### PROBLEM DETAILS
Count the lines of the material below that contain the string "patch", and give only that number.

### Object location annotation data
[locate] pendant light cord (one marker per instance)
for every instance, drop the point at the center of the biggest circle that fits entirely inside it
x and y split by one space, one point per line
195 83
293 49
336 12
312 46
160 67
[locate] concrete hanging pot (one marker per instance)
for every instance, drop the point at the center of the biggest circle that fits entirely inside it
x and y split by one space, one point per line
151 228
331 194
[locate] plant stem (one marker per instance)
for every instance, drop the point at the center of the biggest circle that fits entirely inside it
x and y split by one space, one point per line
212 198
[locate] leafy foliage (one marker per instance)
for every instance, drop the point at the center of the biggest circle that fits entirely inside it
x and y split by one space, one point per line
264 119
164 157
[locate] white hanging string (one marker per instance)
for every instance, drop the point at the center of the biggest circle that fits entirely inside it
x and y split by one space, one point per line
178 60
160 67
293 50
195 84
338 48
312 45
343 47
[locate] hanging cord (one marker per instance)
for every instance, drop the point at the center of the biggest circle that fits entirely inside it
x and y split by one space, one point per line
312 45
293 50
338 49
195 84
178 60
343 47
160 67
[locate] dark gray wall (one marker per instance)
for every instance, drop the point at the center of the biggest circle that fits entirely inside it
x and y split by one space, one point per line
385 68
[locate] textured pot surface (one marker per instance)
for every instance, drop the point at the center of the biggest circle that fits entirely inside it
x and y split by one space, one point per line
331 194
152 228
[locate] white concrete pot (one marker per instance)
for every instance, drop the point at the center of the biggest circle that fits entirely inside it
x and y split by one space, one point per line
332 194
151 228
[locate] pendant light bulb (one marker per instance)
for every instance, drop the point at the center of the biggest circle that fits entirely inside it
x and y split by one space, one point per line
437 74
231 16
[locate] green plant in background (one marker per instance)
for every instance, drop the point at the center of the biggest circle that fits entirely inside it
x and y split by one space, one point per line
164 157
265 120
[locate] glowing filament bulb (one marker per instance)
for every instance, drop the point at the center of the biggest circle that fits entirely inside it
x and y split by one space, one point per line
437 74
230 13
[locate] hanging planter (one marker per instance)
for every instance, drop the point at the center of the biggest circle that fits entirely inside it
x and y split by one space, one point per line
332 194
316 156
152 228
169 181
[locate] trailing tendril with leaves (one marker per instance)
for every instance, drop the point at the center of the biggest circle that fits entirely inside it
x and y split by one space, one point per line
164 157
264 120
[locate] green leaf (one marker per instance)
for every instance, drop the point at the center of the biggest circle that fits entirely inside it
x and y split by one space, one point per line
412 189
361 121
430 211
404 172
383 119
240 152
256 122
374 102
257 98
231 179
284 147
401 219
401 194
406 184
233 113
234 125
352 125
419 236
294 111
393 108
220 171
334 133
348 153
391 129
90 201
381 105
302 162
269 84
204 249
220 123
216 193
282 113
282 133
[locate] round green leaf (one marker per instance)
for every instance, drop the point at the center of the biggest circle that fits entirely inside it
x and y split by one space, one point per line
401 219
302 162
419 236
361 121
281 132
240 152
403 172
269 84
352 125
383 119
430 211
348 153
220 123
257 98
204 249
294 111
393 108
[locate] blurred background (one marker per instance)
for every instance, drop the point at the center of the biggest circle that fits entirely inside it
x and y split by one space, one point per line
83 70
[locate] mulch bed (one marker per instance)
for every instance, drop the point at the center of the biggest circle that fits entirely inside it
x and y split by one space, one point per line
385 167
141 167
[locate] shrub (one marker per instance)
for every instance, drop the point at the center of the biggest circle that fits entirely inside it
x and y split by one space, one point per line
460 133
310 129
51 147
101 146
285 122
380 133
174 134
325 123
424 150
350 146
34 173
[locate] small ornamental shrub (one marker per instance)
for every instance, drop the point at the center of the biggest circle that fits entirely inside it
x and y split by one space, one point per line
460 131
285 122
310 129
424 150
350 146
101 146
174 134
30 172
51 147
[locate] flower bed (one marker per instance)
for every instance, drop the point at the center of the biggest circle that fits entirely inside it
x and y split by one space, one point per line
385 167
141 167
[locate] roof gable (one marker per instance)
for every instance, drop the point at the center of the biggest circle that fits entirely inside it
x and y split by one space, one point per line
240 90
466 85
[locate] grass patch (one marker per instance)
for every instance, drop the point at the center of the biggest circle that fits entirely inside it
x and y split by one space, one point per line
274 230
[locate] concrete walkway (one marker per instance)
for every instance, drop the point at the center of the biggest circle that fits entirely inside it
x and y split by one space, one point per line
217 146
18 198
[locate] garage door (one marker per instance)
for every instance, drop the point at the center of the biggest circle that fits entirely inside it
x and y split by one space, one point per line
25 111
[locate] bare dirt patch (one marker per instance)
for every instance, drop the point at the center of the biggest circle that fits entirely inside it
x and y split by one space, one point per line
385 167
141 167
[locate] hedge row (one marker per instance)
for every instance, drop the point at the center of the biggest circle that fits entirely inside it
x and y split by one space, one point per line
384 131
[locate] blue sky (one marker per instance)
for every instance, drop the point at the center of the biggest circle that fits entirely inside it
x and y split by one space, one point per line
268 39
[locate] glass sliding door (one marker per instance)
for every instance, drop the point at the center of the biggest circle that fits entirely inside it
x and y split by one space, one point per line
--
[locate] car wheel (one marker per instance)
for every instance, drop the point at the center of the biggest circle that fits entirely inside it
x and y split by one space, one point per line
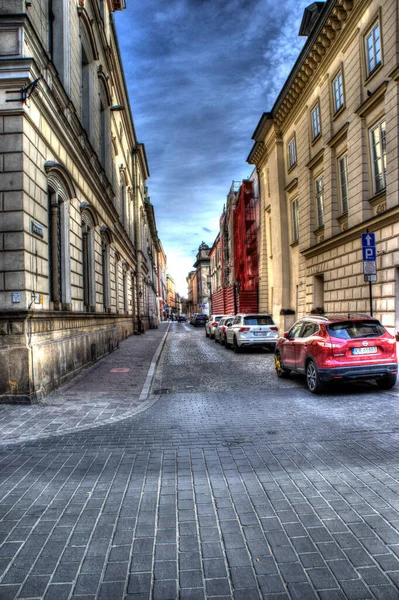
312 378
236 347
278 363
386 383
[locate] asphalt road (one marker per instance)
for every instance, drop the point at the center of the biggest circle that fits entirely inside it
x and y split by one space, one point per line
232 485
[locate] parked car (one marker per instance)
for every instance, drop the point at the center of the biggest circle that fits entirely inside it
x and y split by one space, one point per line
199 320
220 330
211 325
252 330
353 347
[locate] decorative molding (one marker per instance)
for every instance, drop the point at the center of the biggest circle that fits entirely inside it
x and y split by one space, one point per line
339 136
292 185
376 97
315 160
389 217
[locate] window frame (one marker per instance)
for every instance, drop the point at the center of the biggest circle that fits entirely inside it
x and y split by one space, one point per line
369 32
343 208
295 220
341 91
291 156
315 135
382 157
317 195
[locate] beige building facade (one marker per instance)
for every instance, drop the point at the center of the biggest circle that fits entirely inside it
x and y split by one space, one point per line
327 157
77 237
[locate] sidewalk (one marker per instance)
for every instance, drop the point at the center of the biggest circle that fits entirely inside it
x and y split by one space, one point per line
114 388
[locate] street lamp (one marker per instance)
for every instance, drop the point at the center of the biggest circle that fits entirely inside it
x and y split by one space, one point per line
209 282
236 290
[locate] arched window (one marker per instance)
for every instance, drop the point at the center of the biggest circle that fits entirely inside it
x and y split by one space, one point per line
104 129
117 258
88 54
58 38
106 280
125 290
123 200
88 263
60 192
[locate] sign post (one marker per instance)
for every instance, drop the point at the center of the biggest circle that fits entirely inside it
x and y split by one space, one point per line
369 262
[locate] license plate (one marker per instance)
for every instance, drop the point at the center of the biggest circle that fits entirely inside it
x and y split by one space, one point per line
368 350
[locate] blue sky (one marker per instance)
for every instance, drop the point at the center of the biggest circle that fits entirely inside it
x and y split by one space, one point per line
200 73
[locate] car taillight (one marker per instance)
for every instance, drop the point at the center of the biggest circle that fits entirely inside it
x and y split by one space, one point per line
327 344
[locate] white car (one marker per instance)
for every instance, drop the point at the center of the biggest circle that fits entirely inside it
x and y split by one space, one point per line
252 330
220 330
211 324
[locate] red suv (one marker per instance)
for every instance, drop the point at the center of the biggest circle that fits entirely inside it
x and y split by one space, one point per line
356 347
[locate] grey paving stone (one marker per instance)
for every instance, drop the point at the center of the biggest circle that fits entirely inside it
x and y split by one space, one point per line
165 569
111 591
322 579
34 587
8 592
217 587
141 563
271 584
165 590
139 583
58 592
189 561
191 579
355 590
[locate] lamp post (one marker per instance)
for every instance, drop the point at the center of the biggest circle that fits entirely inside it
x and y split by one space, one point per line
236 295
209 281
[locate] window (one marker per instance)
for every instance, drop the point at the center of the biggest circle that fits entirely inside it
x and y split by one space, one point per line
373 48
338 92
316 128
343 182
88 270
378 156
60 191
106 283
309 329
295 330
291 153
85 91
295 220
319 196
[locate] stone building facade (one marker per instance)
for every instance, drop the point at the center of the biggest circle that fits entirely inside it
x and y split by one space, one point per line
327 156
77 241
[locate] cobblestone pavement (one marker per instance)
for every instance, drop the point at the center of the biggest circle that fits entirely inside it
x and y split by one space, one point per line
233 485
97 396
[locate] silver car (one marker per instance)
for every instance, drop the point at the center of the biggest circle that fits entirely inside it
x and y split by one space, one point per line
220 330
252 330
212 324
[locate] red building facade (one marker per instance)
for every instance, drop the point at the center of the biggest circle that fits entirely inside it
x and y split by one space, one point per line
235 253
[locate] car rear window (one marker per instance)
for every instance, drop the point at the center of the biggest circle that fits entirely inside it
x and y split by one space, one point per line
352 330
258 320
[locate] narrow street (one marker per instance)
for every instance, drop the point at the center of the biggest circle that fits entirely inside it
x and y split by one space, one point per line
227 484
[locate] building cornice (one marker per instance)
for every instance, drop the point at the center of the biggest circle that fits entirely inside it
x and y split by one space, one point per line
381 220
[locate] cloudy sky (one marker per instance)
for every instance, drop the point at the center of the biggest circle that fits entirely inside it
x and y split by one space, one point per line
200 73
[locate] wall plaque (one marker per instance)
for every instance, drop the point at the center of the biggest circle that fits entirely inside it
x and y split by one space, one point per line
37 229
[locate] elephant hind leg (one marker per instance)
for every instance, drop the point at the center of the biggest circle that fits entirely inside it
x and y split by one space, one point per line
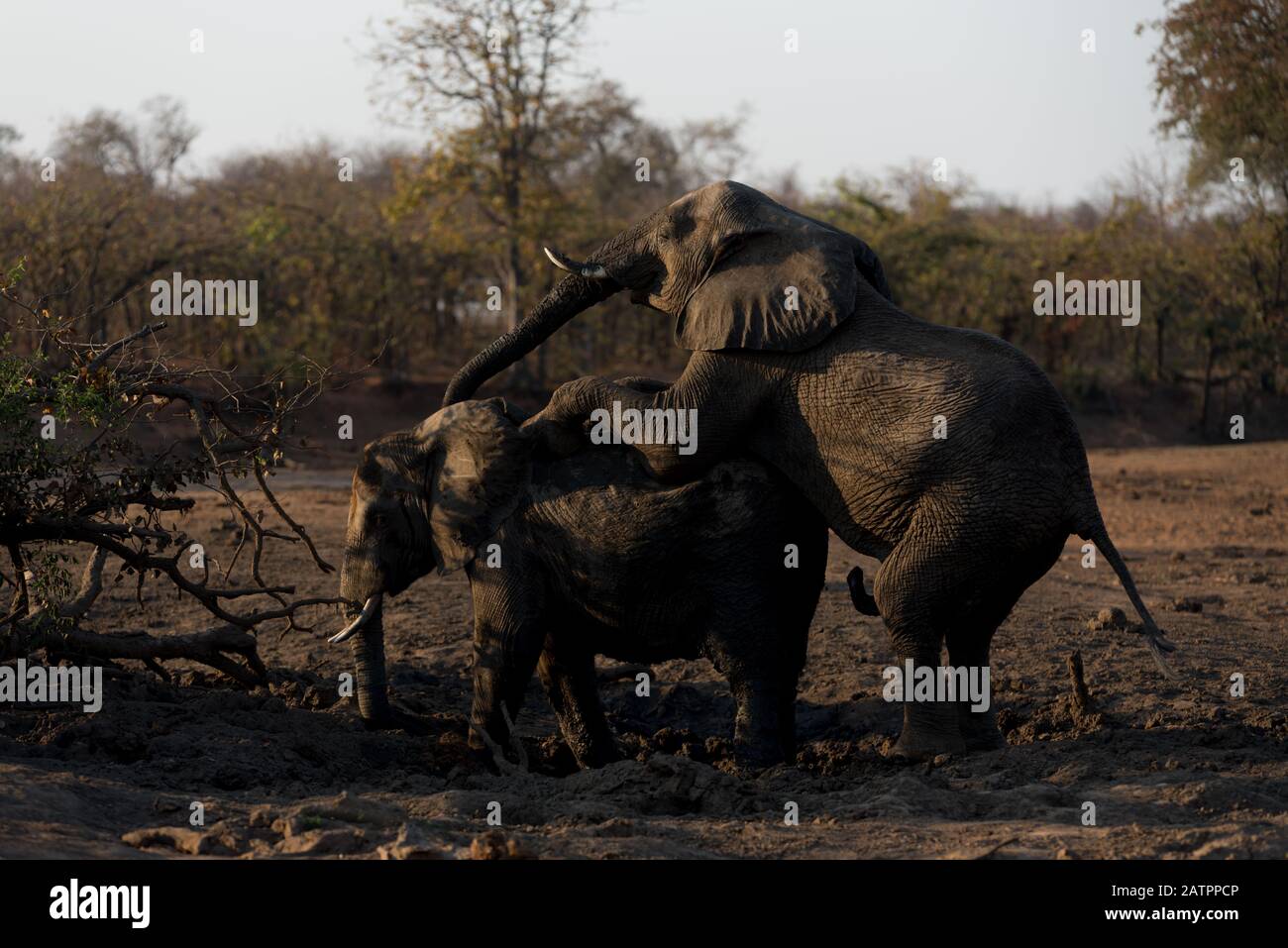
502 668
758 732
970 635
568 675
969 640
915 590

### SOLUTION BELOW
2